[Dataset items]
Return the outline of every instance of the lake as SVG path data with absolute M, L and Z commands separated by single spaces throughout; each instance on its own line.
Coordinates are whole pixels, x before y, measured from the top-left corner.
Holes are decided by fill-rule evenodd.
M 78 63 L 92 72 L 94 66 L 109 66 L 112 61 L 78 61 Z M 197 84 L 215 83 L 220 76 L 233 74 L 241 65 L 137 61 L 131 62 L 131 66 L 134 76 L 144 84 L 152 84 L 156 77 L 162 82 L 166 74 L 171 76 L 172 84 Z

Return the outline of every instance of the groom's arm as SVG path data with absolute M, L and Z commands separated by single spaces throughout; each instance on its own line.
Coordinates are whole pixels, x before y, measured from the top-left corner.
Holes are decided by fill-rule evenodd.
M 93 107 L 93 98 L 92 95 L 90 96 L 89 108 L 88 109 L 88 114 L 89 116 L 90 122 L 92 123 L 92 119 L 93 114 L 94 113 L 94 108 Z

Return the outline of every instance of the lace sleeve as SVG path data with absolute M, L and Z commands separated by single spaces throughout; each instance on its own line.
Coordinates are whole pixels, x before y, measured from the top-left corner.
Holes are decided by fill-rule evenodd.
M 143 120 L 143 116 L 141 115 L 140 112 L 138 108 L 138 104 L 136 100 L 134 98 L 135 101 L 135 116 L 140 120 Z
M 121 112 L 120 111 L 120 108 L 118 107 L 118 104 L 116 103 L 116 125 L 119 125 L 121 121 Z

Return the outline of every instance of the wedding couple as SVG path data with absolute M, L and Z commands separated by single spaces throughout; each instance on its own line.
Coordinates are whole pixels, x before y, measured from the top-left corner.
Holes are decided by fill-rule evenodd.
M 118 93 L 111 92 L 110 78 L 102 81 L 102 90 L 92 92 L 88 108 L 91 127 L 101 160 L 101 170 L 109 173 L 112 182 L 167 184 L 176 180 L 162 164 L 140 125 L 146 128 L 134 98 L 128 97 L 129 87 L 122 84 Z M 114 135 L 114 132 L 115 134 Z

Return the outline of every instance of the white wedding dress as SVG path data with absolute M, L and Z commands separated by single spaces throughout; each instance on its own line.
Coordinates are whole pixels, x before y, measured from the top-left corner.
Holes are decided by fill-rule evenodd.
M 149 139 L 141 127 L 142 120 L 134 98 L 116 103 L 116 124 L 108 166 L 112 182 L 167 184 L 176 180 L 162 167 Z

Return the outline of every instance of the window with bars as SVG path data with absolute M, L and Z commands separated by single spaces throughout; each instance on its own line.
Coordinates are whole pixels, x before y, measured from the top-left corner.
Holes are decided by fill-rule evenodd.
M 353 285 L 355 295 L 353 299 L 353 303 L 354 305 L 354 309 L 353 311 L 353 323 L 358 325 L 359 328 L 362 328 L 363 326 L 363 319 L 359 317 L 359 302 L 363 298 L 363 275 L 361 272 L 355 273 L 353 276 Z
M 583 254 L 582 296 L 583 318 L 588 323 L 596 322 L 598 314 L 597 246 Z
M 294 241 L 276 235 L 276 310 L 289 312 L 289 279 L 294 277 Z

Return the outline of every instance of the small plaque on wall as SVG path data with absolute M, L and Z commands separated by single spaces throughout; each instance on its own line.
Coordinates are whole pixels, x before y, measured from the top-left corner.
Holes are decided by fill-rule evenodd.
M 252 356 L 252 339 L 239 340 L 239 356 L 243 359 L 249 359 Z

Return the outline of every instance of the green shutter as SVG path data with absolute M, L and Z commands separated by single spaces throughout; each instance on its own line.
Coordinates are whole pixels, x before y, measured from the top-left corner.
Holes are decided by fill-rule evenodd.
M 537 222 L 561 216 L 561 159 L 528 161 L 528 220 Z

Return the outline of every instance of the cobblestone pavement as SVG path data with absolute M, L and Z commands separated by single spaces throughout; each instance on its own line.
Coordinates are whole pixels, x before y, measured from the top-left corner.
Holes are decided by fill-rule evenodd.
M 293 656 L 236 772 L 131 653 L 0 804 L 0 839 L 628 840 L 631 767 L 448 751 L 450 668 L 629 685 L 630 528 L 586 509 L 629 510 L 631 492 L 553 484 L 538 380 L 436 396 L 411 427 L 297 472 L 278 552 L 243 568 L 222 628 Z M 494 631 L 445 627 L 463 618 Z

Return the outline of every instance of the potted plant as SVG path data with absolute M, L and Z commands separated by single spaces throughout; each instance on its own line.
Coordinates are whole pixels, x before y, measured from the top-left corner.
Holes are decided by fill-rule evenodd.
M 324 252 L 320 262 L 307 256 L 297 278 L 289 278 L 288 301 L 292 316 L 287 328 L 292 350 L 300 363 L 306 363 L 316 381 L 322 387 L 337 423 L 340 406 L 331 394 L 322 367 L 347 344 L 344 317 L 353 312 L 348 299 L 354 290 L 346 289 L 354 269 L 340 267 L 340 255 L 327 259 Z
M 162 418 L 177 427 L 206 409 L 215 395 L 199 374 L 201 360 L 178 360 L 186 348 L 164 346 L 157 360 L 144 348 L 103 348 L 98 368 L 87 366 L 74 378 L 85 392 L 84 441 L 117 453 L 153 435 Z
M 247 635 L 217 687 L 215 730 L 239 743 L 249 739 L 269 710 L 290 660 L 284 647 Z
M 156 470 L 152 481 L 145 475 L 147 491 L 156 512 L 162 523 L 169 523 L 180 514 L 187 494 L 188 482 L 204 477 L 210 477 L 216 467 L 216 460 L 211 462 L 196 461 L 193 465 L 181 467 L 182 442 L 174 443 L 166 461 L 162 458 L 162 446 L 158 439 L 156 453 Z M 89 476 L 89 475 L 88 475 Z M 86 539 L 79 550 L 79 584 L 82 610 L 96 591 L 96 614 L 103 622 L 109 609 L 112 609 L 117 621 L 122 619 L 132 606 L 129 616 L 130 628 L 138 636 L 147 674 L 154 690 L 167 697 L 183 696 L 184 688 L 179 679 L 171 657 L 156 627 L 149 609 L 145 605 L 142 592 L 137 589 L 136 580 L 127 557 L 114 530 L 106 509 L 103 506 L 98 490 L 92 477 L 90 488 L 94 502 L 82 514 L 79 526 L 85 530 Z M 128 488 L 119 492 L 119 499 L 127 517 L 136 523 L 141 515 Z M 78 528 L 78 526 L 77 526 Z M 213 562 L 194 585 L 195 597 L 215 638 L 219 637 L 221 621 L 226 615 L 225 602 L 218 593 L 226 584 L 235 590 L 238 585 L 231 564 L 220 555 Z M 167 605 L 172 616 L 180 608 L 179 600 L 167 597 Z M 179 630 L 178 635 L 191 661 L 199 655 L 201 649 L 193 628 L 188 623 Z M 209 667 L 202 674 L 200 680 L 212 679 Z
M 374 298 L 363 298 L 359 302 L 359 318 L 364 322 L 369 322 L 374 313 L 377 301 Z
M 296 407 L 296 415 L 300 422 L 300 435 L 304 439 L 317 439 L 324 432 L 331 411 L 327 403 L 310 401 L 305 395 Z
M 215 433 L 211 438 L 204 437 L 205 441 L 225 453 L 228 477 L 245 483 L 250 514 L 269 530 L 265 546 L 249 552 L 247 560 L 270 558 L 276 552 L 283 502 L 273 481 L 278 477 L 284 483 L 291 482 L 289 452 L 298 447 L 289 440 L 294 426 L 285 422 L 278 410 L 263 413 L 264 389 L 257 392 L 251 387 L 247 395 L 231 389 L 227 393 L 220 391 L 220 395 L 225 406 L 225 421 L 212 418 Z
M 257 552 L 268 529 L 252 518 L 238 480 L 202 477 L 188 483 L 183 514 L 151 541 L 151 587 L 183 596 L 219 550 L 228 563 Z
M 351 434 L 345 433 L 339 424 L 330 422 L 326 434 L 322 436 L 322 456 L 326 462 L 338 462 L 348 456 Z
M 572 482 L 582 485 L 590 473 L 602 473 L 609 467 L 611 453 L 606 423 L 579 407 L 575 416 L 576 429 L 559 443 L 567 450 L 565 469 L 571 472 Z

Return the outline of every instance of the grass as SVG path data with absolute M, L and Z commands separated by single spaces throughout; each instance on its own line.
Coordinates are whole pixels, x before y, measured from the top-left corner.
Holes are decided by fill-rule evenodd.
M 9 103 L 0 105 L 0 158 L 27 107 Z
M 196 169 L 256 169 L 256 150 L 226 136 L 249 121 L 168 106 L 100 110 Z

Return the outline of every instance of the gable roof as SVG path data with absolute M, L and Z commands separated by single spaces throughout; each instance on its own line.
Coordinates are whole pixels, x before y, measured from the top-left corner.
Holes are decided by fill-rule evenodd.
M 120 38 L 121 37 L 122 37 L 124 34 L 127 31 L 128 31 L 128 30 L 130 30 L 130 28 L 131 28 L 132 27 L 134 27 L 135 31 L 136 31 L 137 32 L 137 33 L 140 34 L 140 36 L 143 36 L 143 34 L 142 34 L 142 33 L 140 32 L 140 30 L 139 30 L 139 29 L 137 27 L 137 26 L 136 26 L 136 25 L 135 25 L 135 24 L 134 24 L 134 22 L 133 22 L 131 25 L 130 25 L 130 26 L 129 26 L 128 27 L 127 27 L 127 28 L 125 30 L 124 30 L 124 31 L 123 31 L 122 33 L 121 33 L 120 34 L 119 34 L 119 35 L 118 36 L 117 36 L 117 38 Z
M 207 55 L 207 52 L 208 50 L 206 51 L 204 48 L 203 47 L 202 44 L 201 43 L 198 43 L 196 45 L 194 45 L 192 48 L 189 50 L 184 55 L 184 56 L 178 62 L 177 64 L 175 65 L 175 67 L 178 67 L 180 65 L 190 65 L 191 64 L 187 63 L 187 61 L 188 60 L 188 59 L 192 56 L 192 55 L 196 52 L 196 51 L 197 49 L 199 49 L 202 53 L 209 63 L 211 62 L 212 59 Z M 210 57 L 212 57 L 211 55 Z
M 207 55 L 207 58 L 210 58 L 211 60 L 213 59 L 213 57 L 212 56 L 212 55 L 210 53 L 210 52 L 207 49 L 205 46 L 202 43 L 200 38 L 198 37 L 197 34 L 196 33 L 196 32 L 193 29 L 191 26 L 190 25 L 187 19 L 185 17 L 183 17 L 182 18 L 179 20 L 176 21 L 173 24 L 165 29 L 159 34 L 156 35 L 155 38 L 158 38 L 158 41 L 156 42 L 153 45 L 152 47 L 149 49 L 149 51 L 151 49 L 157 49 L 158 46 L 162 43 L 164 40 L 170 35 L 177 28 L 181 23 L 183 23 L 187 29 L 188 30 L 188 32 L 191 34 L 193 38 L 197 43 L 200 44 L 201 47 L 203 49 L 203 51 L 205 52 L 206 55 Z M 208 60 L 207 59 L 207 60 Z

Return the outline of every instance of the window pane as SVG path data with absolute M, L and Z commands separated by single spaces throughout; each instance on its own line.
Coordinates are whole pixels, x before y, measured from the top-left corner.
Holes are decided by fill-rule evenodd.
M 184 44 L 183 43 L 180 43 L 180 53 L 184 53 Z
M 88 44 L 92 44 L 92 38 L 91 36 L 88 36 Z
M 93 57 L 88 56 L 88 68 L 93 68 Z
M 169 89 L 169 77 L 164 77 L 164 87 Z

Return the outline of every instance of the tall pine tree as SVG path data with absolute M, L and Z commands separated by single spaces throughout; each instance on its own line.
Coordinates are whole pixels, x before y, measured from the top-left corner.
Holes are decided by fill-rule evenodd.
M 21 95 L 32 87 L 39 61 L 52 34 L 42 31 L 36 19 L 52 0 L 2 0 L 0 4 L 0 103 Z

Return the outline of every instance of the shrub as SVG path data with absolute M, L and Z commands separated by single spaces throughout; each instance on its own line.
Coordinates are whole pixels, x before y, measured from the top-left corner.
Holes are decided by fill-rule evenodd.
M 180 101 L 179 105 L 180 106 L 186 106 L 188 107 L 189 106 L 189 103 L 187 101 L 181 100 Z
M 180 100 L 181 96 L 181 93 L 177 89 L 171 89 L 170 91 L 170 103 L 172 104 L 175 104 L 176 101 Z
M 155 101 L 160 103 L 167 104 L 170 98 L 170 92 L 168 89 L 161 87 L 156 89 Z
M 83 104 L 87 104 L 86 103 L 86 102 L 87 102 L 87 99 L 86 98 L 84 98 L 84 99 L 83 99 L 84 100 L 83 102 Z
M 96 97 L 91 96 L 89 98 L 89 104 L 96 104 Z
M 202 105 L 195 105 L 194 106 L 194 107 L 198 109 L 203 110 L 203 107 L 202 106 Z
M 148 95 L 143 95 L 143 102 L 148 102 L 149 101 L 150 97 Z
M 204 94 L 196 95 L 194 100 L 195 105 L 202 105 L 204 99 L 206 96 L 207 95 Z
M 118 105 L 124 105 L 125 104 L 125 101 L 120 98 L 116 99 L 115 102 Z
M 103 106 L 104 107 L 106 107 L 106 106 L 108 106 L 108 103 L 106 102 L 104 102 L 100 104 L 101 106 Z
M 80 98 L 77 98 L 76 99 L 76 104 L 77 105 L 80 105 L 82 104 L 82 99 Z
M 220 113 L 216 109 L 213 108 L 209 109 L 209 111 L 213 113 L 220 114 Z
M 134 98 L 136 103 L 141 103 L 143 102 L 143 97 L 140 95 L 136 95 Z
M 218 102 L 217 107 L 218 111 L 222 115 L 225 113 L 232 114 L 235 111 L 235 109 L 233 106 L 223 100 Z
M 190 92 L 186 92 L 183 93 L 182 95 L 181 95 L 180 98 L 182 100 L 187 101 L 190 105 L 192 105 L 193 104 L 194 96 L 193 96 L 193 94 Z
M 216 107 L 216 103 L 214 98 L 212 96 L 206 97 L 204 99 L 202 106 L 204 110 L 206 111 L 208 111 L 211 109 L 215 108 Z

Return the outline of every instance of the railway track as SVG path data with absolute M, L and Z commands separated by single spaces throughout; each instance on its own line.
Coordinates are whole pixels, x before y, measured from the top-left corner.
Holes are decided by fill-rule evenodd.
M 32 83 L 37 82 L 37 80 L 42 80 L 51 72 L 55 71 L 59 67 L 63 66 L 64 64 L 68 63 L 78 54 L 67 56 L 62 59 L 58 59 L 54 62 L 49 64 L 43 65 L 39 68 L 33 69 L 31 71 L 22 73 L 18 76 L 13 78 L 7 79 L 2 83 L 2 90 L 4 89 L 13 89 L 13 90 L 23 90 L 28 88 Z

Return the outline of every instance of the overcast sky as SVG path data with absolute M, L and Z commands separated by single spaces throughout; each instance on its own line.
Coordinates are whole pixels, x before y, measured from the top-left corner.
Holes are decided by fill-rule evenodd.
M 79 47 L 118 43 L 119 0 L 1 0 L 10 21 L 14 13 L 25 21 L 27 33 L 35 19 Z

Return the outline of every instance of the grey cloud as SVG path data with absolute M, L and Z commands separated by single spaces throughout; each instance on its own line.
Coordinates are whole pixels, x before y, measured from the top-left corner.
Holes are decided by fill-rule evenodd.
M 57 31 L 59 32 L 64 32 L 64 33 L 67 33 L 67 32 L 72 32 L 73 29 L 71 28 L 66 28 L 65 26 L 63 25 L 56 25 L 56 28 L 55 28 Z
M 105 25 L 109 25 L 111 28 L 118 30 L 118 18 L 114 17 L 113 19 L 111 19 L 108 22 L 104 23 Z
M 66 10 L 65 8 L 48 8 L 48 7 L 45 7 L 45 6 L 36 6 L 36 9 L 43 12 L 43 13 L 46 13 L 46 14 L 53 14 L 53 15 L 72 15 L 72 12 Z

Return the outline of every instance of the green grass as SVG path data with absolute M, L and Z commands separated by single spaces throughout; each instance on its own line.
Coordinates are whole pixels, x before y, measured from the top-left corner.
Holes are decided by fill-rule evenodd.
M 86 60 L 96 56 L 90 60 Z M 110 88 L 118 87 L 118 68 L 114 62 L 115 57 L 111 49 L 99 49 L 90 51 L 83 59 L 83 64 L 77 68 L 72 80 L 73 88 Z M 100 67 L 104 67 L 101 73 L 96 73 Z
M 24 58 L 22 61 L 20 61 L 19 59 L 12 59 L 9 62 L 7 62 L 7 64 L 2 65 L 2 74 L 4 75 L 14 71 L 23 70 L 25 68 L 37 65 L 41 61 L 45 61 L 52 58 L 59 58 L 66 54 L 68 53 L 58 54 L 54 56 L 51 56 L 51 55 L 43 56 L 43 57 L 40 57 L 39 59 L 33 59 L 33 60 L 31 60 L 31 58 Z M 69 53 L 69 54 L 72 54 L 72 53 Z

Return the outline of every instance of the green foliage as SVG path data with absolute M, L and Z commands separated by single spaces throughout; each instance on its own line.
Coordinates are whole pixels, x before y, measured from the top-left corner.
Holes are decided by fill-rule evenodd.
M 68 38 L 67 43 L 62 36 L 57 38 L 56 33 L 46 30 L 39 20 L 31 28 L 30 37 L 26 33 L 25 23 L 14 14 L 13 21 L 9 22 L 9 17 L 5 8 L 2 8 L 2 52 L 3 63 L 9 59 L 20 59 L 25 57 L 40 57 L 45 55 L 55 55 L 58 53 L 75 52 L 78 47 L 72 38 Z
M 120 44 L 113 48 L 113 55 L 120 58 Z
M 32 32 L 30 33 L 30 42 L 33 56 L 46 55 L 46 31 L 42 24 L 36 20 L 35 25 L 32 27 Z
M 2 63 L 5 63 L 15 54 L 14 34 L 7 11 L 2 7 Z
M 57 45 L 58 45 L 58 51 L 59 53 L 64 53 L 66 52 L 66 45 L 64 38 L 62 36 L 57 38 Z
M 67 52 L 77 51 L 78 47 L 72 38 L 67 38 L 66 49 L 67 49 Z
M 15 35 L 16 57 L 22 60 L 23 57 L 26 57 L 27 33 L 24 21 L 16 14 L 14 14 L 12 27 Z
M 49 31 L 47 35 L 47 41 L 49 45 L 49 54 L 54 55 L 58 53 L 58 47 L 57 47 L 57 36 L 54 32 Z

> **Stated goal**
Starting at the line that contains "Return the outline of every instance of the wedding" and ending after the line that contains "M 294 241 L", write out every line again, requests included. Multiply each coordinate in the answers by 1.45 and round to whole numbers, rounding halves up.

> **Answer below**
Return the outline of every instance of the wedding couple as SVG path data with absolute M, L and Z commands separated by single spaces throughout; each instance on its own line.
Coordinates are whole pixels, x before y, measured from the top-left corner.
Holes are decided by fill-rule evenodd.
M 171 135 L 161 133 L 160 113 L 148 117 L 148 131 L 133 133 L 128 157 L 132 184 L 146 232 L 146 247 L 158 251 L 162 264 L 242 267 L 255 261 L 235 238 L 203 181 L 212 186 L 194 142 L 186 141 L 187 126 L 177 122 Z M 165 196 L 165 191 L 167 194 Z

Return the outline of every instance of the white wedding dress as SVG path data with absolute M, L and Z commands separated by single spaces throughout; each instance on its own line.
Coordinates are whole pixels, x before y, measured from the top-left corner.
Holes are decided by fill-rule evenodd.
M 216 202 L 204 184 L 206 174 L 194 142 L 168 149 L 168 180 L 157 241 L 162 264 L 242 267 L 255 261 L 235 242 Z

Return the outline of every instance of the window with bars as SVG path data with absolute M, L and Z commands separated by single spaces throughout; each instance on its own line.
Coordinates are whole pixels, x before y, measured from the top-left corner.
Holes are decided by fill-rule evenodd.
M 512 413 L 515 428 L 512 434 L 512 439 L 513 442 L 513 448 L 512 451 L 512 468 L 519 471 L 521 476 L 525 476 L 526 473 L 526 463 L 521 460 L 521 438 L 526 432 L 526 399 L 523 394 L 515 396 L 512 400 Z
M 845 368 L 844 429 L 845 461 L 853 468 L 864 467 L 867 455 L 866 357 Z
M 426 349 L 400 341 L 400 450 L 419 452 L 419 405 L 426 402 Z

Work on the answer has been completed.